_Opdrachten:_
**A.** Geef alle woorden en woordgroepen die in het fragment over de christelijke school in Hellendoorn tussen aanhalingstekens staan.
**B.** Zet het fragment over de christelijke school in Hellendoorn voort na de laatste zin.

_Documentfragment:_

┌──

De gevolgen daarvan zijn we hiervòòr (pagina 15) reeds tegengekomen. De noodzaak om te komen tot het oprichten van een christelijke school werd daarom meer en meer gevoeld. In november 1844 besloot de kerkeraad op initiatief van Wormser een request te zenden aan het gemeentebestuur van Hellendoorn, waarin “autorisatie” werd gevraagd tot het oprichten van een “bijzondere School der Eerste Klasse”. De gemeenteraad wees het verzoek “met eenparige stemmen” van de hand, omdat er haars inziens geen noodzakelijkheid aanwezig was naast de bestaande scholen een school op te richten, waar leerstellig christelijk onderwijs zou worden gegeven.
     De kerkeraad was teleurgesteld, maar niet ontmoedigd. Nogmaals werd door Wormser een verzoekschrift opgesteld, waarin uitvoerig (het geschrift telt zeventien foliobladzijden) de bezwaren tegen de openbare school werden uiteengezet en de noodzaak van christelijk onderwijs werd bepleit. Het stuk eindigt met een verwijzen naar de doopbelofte, waarin de ouders beloofd hebben hun kinderen te onderwijzen en te doen onderwijzen in de leer der zaligheid. Ditmaal werd het request ook ondertekend door een groot aantal personen buiten de Afgescheiden Gemeente.

└──

_Verzamelde gegevens:_
┌──

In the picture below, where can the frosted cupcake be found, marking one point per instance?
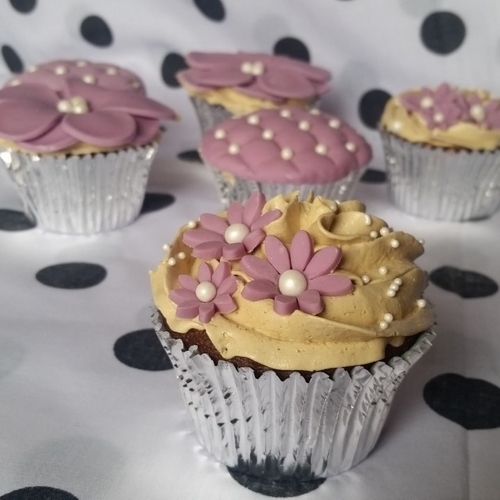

└──

_Resultaten:_
**A.**
- autorisatie
- bijzondere School der Eerste Klasse
- met eenparige stemmen

**B.**
     De gemeenteraad besloot naar aanleiding van dit verzoek het advies te vragen van de Schoolopziener te Deventer en van de plaatselijke Schoolcommissie. Binnen een week kreeg de Raad antwoord. De Schoolopziener berichtte, dat scholen, zoals door Wormser c.s. gevraagd was, niet alleen nergens erkend waren, maar zelfs recht-

|pag. 22|

streeks verboden waren volgens een Koninklijk Besluit van 1842. Daarom adviseerde hij afwijzend te beschikken.
De Schoolcommissie verklaarde zich onbevoegd over deze zaak te oordelen.
     Het antwoord van de gemeenteraad was niet verrassend.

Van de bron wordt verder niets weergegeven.